- _WHAT THE TASK ASKS_:
Your answer should be the lines of the data below that contain "approximate".
++++ MATERIAL FOR THIS TASK
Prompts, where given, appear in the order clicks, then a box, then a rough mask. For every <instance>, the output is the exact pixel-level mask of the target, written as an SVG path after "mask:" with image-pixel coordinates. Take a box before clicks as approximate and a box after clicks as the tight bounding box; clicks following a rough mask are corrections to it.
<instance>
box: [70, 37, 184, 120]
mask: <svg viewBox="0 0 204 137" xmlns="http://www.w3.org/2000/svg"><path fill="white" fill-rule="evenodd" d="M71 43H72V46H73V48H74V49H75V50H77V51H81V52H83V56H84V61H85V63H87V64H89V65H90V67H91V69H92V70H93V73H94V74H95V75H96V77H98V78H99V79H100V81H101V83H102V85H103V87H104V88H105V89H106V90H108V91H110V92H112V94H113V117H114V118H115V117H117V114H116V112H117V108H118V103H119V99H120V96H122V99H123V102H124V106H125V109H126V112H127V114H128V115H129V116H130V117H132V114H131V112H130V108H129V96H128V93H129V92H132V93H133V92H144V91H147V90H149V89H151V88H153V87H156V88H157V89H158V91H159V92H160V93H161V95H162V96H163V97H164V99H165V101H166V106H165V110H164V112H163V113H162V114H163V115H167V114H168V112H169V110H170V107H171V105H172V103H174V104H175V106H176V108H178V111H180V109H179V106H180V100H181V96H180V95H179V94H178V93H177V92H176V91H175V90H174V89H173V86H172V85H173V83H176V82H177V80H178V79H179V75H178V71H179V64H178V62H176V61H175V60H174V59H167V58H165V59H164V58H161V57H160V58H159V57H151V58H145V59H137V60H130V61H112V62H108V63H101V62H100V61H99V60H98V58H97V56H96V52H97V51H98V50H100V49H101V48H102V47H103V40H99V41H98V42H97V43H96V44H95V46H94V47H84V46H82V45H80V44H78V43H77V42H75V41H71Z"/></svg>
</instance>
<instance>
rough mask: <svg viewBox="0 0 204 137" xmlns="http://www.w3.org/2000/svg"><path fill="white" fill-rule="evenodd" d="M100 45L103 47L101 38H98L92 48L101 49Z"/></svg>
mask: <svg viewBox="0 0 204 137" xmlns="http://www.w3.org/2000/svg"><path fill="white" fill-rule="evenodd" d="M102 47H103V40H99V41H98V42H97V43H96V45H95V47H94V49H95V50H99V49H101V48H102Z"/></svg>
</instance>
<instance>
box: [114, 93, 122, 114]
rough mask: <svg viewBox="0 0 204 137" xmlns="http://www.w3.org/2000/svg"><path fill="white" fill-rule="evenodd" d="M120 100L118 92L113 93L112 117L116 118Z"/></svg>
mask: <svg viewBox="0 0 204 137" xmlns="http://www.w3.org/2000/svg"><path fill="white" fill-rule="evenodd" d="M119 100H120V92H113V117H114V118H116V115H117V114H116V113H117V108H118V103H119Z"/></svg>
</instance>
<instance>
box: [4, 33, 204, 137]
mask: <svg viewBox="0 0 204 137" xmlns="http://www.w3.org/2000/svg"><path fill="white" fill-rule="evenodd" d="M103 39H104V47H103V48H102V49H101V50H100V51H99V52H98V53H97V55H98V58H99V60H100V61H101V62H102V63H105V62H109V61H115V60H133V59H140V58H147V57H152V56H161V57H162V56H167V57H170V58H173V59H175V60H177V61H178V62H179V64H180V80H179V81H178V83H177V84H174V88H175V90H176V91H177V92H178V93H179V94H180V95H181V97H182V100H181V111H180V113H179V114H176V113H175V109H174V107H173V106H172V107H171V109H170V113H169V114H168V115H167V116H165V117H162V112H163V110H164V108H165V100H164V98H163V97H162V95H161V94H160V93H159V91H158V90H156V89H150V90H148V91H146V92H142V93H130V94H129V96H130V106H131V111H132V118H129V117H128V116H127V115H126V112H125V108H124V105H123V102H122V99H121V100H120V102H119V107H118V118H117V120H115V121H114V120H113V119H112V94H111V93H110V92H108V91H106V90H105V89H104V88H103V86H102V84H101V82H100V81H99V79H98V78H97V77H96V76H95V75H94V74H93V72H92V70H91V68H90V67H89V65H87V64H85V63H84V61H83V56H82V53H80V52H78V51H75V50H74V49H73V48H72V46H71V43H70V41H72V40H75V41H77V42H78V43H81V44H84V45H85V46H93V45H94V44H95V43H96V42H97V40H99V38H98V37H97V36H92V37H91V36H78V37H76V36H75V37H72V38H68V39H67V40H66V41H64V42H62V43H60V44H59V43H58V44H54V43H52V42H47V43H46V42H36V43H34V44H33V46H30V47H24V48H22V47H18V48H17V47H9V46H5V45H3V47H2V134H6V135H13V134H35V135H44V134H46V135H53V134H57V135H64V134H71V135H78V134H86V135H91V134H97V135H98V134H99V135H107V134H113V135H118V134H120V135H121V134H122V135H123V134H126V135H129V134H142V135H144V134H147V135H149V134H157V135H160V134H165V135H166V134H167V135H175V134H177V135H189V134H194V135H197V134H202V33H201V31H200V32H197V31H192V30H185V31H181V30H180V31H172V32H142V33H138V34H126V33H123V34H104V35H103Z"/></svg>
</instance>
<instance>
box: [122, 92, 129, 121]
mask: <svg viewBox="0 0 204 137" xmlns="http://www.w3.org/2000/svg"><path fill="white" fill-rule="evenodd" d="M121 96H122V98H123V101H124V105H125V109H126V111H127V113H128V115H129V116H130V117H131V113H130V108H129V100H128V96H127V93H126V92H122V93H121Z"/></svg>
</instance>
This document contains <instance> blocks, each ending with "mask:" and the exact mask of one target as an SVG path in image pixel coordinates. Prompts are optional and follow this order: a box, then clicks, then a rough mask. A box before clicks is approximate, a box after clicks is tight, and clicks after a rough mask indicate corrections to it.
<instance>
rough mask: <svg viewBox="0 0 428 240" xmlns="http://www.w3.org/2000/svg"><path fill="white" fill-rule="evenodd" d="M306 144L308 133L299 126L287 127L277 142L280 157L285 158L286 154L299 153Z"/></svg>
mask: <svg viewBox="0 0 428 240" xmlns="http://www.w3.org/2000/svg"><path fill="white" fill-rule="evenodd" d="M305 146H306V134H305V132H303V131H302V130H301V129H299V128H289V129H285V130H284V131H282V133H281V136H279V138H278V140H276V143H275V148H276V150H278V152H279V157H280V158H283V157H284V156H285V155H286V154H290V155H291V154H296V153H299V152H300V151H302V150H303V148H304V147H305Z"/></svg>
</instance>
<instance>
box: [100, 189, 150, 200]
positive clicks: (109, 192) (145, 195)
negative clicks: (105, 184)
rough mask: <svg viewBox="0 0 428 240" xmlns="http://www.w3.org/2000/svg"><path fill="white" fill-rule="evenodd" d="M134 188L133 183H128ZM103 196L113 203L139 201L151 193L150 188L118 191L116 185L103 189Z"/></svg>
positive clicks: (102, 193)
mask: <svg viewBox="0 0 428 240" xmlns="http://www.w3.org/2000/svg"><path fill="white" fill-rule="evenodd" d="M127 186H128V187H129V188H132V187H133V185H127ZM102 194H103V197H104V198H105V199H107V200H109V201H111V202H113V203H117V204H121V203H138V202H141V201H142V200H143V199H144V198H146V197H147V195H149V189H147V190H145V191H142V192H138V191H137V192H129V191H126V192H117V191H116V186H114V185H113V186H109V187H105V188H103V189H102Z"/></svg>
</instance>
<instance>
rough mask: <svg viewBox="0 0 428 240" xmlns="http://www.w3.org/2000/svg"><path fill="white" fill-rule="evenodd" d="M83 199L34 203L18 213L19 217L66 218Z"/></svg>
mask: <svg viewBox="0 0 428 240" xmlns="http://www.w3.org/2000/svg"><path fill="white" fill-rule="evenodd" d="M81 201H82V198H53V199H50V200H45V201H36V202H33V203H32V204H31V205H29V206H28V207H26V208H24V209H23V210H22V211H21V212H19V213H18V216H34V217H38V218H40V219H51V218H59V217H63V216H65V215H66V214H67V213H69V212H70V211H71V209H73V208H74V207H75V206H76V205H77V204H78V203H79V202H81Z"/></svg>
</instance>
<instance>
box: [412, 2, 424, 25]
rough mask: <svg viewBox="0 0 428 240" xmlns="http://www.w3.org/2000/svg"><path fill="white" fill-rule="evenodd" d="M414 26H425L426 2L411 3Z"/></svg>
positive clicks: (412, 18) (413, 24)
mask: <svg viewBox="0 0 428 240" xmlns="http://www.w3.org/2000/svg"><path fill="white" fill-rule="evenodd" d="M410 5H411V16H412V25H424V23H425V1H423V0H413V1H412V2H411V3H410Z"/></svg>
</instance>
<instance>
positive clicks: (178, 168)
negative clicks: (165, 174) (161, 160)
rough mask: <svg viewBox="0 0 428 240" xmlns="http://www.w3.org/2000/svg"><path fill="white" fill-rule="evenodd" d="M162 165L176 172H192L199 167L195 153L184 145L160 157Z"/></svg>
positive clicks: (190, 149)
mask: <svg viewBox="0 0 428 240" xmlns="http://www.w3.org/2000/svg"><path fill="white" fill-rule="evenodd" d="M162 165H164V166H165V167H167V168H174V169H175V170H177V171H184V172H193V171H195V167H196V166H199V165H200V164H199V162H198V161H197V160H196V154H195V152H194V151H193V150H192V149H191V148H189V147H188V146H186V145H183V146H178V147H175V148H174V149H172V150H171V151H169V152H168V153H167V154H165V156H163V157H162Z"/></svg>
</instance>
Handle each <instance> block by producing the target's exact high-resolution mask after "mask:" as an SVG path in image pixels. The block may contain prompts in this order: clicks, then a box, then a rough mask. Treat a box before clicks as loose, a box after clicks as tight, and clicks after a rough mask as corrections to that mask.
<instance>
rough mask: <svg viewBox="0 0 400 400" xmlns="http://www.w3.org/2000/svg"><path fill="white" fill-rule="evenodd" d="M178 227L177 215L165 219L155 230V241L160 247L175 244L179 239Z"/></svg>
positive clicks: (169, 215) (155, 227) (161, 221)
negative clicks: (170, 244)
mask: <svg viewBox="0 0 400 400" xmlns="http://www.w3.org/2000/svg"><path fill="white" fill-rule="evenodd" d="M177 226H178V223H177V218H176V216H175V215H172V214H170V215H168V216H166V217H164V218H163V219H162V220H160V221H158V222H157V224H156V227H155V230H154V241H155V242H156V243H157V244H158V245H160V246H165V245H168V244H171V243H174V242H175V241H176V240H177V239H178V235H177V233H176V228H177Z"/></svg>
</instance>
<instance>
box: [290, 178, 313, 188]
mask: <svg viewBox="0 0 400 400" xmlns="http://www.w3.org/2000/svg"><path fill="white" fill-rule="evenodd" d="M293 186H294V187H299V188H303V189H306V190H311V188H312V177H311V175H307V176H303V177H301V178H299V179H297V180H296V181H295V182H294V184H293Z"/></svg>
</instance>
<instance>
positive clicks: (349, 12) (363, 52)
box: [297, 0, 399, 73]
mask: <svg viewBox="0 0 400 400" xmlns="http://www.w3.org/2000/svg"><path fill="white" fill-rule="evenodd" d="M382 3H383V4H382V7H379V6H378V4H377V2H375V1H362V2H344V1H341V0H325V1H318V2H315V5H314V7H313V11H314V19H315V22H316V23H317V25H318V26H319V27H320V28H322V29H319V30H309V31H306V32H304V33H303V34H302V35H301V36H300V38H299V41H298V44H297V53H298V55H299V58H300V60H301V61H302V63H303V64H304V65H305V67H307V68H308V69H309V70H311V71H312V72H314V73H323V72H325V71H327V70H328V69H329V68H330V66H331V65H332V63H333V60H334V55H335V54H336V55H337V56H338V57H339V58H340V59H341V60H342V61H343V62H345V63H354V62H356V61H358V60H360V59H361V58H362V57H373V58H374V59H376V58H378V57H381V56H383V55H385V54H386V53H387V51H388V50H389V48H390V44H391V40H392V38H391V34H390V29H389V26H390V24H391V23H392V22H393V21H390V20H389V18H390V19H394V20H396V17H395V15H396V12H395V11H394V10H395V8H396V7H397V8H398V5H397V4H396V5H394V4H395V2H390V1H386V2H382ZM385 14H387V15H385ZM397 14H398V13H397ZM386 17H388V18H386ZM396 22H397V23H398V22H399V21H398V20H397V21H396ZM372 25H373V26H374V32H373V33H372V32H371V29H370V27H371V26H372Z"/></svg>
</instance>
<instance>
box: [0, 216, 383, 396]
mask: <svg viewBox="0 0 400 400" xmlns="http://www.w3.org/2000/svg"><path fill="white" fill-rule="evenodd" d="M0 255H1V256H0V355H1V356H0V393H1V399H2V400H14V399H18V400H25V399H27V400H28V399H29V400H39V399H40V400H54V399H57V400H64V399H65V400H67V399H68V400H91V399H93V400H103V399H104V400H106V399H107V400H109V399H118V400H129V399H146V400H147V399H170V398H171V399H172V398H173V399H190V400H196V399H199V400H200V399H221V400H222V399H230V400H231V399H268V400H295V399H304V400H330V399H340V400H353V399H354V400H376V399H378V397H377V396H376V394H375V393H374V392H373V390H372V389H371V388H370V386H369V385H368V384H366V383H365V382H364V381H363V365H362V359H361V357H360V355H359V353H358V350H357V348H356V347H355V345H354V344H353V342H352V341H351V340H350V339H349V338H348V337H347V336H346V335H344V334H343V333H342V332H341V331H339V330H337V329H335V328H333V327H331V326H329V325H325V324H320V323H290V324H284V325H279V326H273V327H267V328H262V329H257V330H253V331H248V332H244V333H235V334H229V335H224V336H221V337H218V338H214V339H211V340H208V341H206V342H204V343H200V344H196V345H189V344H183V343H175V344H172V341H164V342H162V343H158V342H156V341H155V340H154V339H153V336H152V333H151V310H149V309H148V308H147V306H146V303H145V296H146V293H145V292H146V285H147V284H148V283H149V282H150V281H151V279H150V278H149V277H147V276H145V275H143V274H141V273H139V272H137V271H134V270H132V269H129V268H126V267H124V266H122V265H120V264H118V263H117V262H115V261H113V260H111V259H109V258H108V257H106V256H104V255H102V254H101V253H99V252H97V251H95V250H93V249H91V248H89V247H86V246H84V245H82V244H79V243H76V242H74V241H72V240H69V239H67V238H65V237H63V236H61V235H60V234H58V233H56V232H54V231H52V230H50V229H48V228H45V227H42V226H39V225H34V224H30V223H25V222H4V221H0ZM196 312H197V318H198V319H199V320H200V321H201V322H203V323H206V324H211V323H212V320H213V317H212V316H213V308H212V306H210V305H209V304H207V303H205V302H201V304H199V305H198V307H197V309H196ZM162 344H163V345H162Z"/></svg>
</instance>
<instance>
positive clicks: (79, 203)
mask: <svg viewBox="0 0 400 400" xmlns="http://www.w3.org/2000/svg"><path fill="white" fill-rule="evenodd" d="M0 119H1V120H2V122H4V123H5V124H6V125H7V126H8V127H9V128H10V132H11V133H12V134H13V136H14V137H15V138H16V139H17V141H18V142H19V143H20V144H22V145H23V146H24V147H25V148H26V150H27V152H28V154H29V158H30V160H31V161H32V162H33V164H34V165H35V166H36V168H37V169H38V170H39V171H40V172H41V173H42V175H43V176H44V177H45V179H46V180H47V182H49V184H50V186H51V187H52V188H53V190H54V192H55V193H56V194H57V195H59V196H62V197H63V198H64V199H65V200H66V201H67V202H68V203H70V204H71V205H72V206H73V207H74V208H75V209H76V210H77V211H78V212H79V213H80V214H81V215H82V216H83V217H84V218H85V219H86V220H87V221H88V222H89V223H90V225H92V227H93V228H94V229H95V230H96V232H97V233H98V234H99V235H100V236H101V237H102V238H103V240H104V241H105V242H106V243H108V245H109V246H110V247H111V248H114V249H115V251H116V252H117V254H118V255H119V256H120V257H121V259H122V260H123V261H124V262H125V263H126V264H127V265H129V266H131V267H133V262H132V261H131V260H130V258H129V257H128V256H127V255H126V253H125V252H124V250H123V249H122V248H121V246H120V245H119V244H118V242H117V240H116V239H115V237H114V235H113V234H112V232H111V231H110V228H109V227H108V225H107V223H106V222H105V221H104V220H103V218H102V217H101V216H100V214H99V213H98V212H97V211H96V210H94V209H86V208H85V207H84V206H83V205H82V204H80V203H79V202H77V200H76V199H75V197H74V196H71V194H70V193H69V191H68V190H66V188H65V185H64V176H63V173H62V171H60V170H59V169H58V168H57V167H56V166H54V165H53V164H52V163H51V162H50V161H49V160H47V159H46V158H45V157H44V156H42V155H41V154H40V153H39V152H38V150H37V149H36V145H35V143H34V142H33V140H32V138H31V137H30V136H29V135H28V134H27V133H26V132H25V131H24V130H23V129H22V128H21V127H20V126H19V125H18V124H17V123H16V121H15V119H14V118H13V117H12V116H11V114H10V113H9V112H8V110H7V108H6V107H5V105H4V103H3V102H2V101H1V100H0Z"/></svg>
++++++++
- _EXERCISE RESPONSE_:
Prompts, where given, appear in the order clicks, then a box, then a rough mask. For every <instance>, the output is the exact pixel-level mask of the target, written as an SVG path after "mask:" with image-pixel coordinates. Take a box before clicks as approximate and a box after clicks as the tight bounding box; clicks following a rough mask are corrections to it.
This document contains <instance> blocks, each ending with "mask:" and the exact mask of one target as an SVG path in image pixel coordinates. Prompts are optional and follow this order: a box, then clicks, then a rough mask. A box before clicks is approximate, a box after clicks is tight, and clicks after a rough mask indicate corrections to it.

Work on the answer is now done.